#### ASSIGNED TASK:
Taking the line containing "Could you spot the pink" as the first and the last line of the entries as the end, reproduce every line between them exactly, including both.

(Records excerpted from a collection)
******
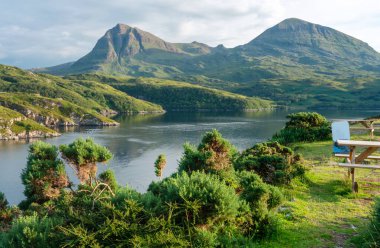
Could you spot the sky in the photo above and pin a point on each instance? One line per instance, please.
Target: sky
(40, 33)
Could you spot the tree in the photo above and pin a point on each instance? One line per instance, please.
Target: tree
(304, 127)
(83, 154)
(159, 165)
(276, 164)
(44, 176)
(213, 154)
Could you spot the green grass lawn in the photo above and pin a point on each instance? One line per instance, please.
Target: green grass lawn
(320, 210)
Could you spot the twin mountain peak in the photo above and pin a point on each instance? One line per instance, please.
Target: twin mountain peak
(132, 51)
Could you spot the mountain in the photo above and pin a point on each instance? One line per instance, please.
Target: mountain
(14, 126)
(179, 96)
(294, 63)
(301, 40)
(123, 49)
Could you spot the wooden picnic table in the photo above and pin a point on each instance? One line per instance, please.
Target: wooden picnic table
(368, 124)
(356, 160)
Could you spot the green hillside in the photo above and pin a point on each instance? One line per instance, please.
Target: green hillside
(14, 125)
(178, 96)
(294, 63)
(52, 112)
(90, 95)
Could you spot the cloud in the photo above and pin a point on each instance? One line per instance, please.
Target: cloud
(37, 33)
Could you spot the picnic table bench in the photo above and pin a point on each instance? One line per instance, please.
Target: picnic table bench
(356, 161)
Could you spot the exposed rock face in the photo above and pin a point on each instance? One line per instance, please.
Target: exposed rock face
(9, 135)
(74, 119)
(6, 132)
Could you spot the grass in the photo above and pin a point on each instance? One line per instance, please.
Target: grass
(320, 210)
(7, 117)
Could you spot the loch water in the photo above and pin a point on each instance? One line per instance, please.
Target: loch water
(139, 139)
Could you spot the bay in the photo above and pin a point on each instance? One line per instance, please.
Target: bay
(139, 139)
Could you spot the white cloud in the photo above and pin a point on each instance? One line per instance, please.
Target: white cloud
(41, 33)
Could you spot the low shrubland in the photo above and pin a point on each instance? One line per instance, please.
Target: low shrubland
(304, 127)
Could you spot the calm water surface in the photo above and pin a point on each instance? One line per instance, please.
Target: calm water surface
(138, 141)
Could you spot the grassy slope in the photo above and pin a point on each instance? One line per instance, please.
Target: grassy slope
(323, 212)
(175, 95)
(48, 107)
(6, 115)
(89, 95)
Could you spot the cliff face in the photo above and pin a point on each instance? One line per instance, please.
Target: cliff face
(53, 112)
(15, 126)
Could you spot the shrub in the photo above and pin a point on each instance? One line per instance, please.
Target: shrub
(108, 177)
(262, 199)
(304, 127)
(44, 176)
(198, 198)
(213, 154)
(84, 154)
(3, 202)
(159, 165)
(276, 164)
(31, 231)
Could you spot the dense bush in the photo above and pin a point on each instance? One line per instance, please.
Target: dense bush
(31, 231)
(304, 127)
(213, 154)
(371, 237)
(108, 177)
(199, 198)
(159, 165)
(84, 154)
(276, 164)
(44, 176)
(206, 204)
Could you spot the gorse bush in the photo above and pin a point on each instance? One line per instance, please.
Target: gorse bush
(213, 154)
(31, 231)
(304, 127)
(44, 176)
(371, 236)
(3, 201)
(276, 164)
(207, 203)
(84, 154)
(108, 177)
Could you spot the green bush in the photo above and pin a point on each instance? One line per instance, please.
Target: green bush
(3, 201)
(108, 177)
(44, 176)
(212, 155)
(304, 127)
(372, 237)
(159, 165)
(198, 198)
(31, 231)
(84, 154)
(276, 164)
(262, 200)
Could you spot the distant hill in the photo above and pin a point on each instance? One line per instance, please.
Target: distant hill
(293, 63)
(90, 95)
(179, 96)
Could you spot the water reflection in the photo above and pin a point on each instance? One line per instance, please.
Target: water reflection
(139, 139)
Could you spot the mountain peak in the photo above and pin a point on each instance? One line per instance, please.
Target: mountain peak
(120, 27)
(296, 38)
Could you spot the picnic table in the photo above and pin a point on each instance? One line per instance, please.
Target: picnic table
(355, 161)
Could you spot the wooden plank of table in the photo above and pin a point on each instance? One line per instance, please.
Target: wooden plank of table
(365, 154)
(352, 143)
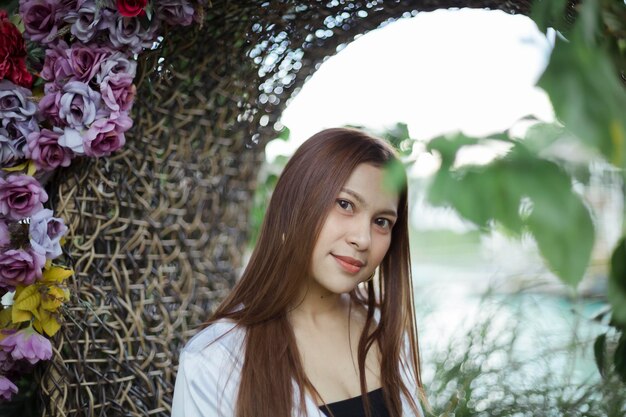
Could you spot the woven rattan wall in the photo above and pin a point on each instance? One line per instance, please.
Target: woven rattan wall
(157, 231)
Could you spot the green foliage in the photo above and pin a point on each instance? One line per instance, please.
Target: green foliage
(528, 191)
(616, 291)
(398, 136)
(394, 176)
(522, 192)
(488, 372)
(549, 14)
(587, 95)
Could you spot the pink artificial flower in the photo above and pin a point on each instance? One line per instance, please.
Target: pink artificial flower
******
#### RESPONSE:
Could you spot the pink artificial flower in the photo above and pin a point on each instance? One line per instance, please.
Target: pink artificial flower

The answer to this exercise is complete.